/---

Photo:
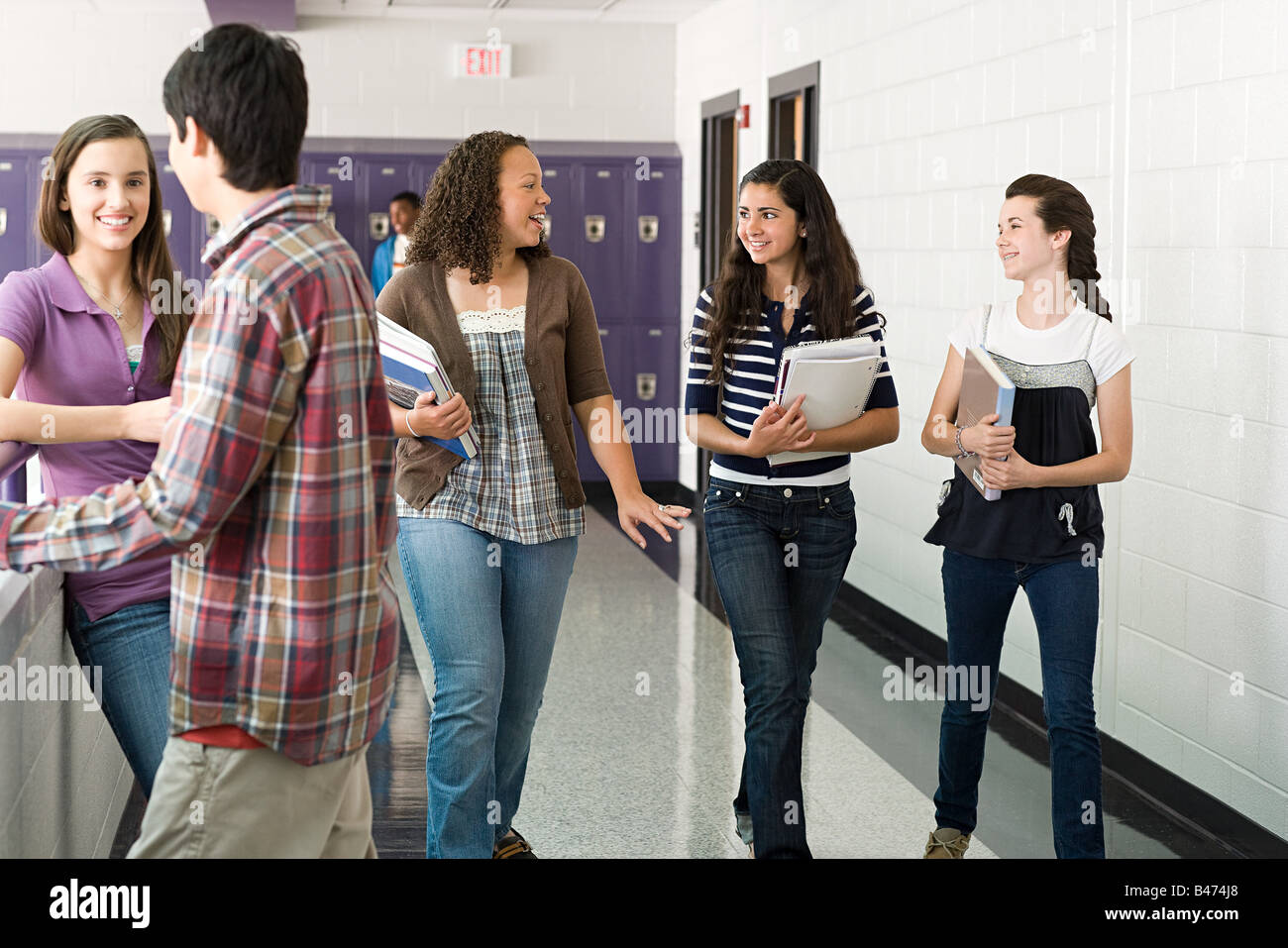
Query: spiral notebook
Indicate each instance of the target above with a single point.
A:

\---
/---

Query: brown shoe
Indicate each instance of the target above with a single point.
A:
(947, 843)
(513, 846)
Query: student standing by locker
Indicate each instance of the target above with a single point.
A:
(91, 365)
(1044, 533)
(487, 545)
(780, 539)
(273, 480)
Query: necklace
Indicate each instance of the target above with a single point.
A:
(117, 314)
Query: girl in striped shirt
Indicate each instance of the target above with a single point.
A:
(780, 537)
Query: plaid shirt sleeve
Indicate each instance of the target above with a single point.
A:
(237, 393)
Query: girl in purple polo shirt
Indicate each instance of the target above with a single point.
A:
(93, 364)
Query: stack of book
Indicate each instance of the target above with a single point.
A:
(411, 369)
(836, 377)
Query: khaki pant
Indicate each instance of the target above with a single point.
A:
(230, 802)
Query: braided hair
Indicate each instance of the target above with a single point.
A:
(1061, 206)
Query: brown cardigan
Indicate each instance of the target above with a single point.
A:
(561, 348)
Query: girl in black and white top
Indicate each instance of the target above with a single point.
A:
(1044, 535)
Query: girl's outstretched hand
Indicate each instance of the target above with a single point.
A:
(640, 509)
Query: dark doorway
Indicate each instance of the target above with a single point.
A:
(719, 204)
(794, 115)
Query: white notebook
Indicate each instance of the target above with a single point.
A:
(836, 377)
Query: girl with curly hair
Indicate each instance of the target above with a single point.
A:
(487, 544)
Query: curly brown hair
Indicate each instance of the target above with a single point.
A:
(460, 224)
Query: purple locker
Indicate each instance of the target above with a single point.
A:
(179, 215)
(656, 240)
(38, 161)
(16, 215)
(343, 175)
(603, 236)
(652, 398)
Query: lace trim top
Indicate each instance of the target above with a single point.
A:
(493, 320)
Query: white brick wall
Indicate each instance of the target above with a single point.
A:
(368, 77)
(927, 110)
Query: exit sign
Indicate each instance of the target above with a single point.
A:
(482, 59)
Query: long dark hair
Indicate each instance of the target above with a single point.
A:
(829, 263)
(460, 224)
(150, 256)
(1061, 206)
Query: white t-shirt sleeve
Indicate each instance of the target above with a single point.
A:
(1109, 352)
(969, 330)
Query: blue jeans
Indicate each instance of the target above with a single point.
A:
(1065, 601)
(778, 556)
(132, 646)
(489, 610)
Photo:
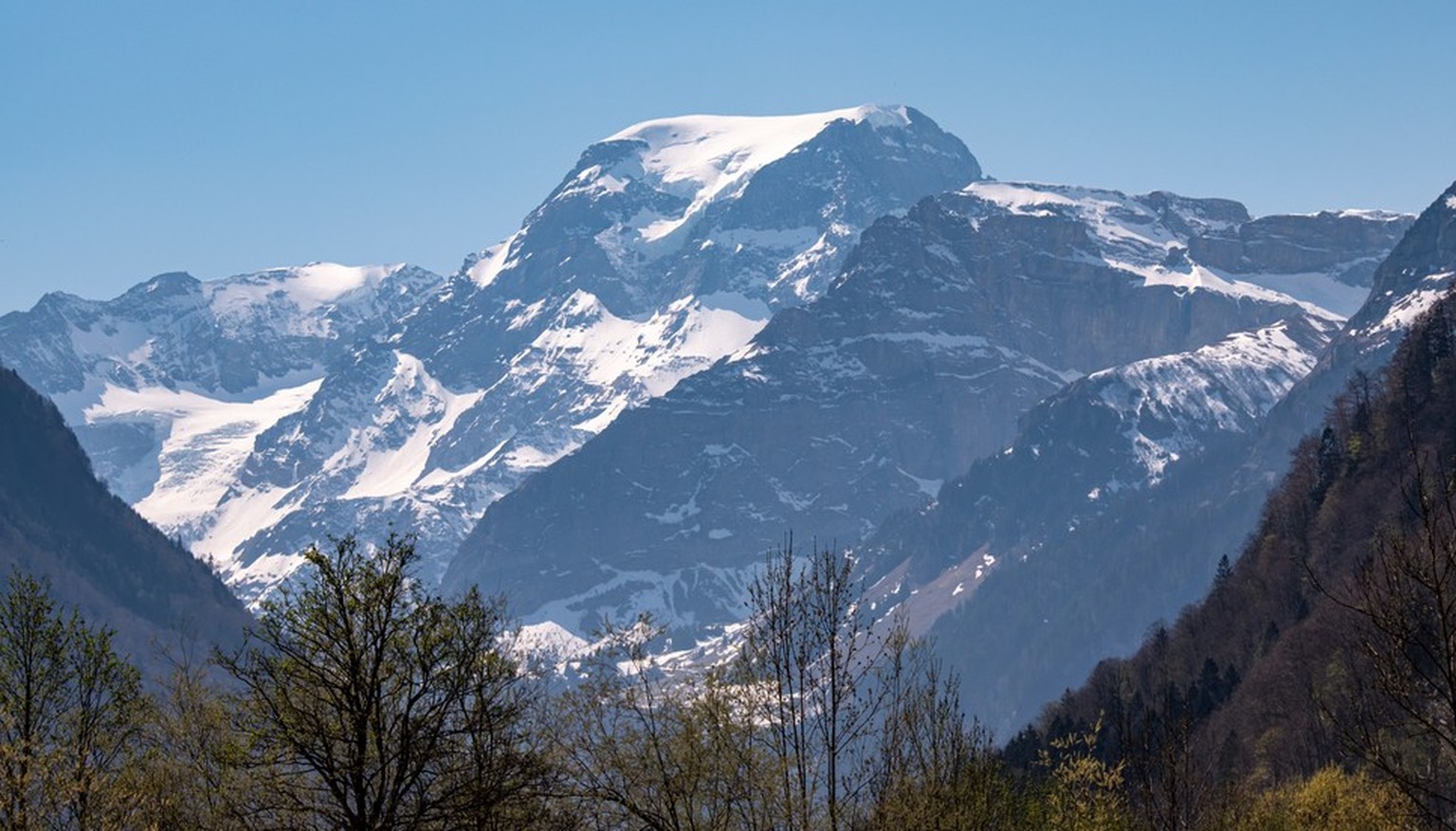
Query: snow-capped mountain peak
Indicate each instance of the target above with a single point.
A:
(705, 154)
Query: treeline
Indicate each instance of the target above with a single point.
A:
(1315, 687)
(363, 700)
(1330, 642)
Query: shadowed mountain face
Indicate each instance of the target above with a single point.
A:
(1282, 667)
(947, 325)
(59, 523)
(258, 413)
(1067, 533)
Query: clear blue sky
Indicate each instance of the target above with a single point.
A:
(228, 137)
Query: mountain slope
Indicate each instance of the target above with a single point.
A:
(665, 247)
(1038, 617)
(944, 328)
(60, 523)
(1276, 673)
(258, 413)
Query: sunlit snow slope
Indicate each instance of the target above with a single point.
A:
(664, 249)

\---
/---

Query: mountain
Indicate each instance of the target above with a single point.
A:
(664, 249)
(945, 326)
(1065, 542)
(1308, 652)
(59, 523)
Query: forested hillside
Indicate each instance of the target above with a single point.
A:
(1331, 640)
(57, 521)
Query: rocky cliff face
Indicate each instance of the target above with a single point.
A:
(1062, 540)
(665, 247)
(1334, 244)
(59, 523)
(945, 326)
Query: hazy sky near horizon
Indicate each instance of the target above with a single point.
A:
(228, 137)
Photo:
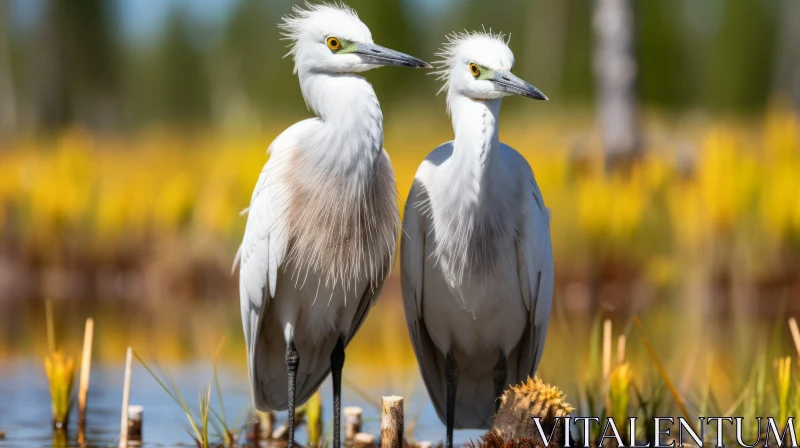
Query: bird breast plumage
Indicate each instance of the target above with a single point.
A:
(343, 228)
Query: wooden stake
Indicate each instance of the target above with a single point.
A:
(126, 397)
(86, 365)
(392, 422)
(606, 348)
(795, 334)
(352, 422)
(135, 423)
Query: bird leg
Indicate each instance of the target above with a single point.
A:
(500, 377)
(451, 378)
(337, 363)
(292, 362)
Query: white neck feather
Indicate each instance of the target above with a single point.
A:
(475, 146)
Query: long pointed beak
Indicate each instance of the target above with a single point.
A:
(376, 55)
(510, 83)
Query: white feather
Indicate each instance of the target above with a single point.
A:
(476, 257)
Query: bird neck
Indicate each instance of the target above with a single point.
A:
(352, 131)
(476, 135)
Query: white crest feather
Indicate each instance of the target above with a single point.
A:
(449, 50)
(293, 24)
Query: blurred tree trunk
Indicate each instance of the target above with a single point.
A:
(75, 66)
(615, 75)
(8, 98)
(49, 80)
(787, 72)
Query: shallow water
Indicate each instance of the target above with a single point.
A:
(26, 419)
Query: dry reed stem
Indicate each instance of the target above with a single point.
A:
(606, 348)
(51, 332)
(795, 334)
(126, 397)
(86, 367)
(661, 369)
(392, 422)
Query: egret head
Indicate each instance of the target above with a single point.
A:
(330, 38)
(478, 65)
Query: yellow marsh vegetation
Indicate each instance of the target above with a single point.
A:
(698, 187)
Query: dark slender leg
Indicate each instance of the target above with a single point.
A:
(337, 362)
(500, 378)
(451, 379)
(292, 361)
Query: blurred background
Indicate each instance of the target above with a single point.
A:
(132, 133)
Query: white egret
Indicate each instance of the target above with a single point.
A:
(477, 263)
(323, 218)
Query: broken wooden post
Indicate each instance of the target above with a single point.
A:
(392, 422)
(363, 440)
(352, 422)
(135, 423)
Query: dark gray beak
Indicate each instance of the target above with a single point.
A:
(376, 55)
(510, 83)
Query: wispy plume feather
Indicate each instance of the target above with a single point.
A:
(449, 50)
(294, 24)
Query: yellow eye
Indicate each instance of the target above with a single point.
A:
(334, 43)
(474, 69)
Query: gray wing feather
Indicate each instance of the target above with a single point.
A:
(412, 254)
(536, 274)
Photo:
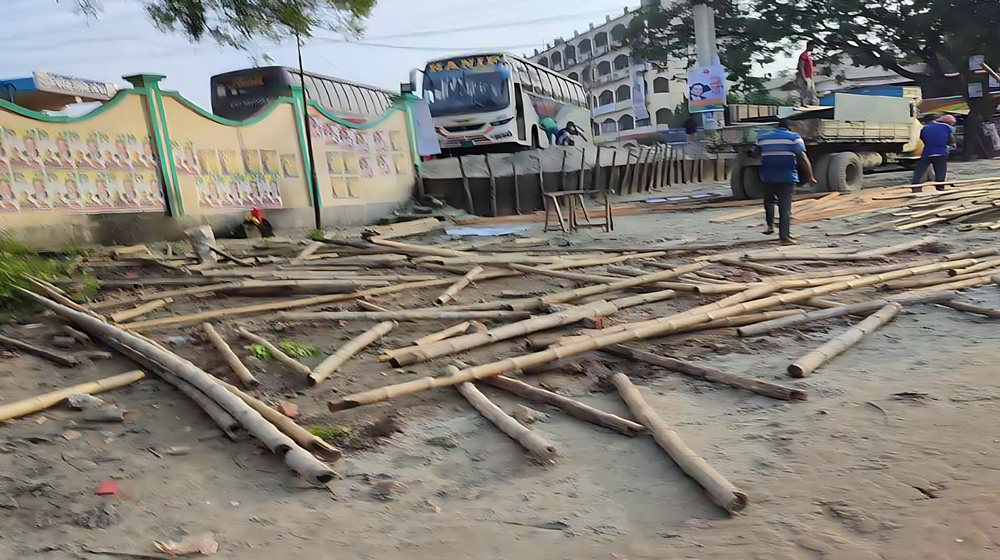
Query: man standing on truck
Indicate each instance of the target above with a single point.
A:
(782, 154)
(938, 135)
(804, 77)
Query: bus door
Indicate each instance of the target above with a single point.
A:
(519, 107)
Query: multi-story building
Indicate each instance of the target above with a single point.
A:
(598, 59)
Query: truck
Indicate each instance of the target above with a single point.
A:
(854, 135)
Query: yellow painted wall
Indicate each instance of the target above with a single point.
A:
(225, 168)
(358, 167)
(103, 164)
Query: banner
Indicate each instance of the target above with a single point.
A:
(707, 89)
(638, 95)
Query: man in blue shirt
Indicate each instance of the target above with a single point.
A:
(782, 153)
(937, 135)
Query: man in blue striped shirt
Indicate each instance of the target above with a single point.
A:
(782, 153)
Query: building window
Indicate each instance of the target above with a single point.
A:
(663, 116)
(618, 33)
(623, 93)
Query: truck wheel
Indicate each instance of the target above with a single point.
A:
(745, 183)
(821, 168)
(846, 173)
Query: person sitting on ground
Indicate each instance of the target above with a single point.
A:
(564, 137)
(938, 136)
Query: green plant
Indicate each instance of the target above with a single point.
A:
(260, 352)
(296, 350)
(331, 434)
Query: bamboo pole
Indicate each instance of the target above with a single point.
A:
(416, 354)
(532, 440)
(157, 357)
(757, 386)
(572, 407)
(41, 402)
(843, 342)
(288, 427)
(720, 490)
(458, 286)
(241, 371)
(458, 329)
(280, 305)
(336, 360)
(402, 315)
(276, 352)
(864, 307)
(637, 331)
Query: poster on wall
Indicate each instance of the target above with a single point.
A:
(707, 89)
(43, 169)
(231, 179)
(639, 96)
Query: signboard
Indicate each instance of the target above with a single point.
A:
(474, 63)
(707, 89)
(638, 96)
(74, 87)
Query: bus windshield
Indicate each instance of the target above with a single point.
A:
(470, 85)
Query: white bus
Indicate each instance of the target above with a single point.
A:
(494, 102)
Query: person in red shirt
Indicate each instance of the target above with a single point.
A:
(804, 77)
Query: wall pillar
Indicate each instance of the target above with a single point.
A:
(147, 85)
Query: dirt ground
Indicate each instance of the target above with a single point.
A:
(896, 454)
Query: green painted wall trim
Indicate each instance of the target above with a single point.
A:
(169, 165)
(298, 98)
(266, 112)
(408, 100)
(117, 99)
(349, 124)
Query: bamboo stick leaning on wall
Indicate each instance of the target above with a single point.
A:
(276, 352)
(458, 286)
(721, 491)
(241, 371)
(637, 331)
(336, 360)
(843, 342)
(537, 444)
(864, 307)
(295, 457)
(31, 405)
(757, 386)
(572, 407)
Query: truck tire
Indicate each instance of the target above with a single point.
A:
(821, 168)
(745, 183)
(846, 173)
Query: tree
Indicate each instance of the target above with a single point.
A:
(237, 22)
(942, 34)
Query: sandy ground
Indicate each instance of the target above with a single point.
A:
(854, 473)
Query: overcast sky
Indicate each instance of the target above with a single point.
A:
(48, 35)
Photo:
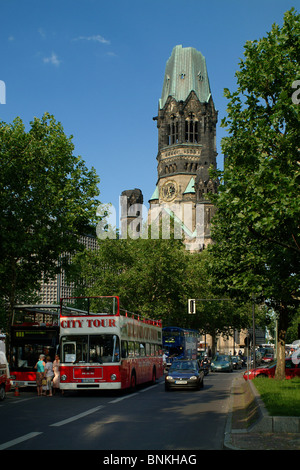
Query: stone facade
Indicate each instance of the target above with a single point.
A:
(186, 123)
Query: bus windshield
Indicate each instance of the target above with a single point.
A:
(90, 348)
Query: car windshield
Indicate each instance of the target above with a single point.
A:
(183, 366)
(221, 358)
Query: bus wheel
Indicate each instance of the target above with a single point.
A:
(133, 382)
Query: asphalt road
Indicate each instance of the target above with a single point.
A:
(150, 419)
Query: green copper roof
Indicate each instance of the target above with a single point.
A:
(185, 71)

\---

* **Directions**
What is needed is an exact copy of the lines above from the one with "Query: hazy sky near horizon" to the one with "Query: wooden stake", both ends kept, and nothing more; please leave the pictures out.

* **Response to this exercise**
Query: hazy sky near horizon
Indicate each instance of the target above with a single point.
A:
(228, 137)
Photo:
Query: bird breast plumage
Indicate each instance of the target above with a single point.
A:
(343, 228)
Query: wooden stake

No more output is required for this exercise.